Exercise instructions
Pick out each line below that contains the word "purple" and copy those lines.
━━━━
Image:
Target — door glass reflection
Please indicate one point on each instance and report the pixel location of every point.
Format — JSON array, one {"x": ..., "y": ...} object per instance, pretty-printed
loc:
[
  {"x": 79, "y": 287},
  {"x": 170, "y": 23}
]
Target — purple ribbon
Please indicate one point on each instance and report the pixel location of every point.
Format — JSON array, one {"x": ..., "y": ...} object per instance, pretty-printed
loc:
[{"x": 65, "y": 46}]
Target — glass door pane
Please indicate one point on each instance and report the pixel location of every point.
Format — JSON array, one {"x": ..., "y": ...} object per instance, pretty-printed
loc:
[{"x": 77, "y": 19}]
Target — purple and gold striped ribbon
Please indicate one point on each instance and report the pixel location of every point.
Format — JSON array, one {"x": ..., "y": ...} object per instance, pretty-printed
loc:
━━━━
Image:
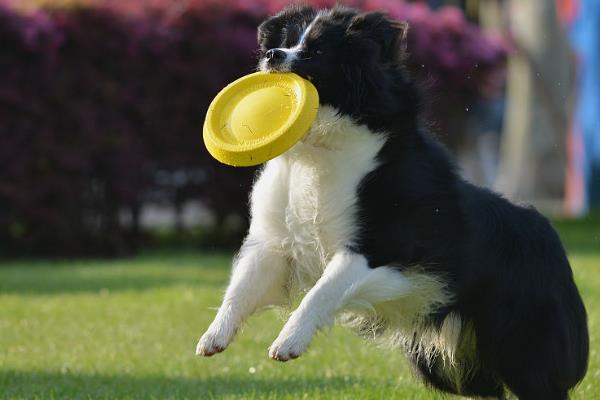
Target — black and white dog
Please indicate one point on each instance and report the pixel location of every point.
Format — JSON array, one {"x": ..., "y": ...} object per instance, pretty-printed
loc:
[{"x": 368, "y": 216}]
━━━━
In response
Target — purple ribbon
Target — purple and gold striped ribbon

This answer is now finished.